::: SECCIÓN DEL DOCUMENTO

Hoy no es el día, pero a veces no sólo son humanos lo que transporta este abarrotado Nagoya. Se suelen ven perros, a veces acostados plácidamente en los confortables asientos de pana azul -esa pana azul por la que tantas veces nos preguntamos por qué está tan sucia-, otras veces en el suelo, quizás haciendo compañía a sus amos, que también duermen sus siestas entre Constitución y Retiro y viceversa.

Pasan los vendedores ambulantes: chicles, medias, marcadores, linternas, “Guía-T”; un mercado bajo tierra. En Constitución dos jóvenes ofrecían galletitas a un precio bastante menor al habitual y la gente se les abalanzó, todo sea por matar el hambre de las primeras horas de la mañana.

Cuando el tren se detiene en las estaciones, los más atentos agarran con firmeza sus pertenencias. Saben que las amplias ventanas de los Nagoya son prácticamente una invitación para que los “pungas” arrebaten carteras, mochilas o bolsos con incierto botín.

En Avenida de Mayo algunos bajan y se hace un poco de lugar. Quienes se bajaron de la “A”, que venían de estar apretados pero oliendo a limón y con aire fresco, ahora pugnan desesperados por entrar y conseguir una buena ubicación en el castigado tren japonés.

Algún desprevenido se desestabiliza cuando el tren toma a buena velocidad la curva de Diagonal. El parlante vuelve a mascullar: “Usted está en estación Diagonal Norte”. Hoy mi viaje termina acá.

::::::

Según el texto sobre el tren Nagoya, ¿qué vendían dos jóvenes en Constitución a un precio bastante menor al habitual?

::: INFORMACIÓN MOSTRADA

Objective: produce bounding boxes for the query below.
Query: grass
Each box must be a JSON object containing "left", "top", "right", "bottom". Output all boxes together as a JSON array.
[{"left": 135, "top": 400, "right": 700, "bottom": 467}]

::::::

RESULTADO.
Vendían galletitas.